Extract provided section start

ANSWERS WILL BE POSTED TOMORROW 16/2/17 by 17:00
A 67-year old male complains of shortness of breath when we walks a flight of stairs at his home.
Upon auscultation, you can hear a diminished first heart sound followed by an ‘ejection click’. The second heart sound is normal but during early diastole, a crescendo-decrescendo murmur is heard.
1. What is the most likely diagnosis in this patient ?
2. List the potential etiologies of this condition.
3. Outline the pathophysiology of this condition.
4. What two basic clinical signs are typically found to be positive ?
5. Which investigations would you request in this patient ?
6. How would you manage this patient ?
7. Comment on the overall prognosis.
1. Aortic Regurgitation
2. Causes of Aortic Regurgitation
- Pressure in the left ventricle falls below pressure in the aorta, hence the aortic valve is unable to close completely.
- This causes blood leak from the aorta into the left ventricle and some of the blood that was already ejected, regurgitates back into the heart !!
- This regurgitant flow causes a decrease in the diastolic pressure in the aorta, and therefore an increase in the pulse pressure.
- Hence, there is decreased effective forward flow in aortic insufficiency.

Extract provided section end
Provided data section start

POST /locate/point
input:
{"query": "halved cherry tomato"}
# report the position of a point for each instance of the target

Provided data section end
Provided data section start

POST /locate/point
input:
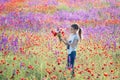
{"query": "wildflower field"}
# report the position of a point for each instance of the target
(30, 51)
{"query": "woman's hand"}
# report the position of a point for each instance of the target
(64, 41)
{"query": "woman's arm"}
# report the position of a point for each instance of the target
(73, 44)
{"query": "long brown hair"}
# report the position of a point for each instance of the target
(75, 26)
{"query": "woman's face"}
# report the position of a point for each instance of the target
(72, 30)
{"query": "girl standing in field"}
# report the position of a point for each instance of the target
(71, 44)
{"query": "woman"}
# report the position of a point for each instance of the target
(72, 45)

Provided data section end

■ What to do: Copy the aortic regurgitation case from "3. Outline the" up to and including "the overall prognosis.", changing "investigations" to "tests".

■ Solution to the problem:
3. Outline the pathophysiology of this condition.
4. What two basic clinical signs are typically found to be positive ?
5. Which tests would you request in this patient ?
6. How would you manage this patient ?
7. Comment on the overall prognosis.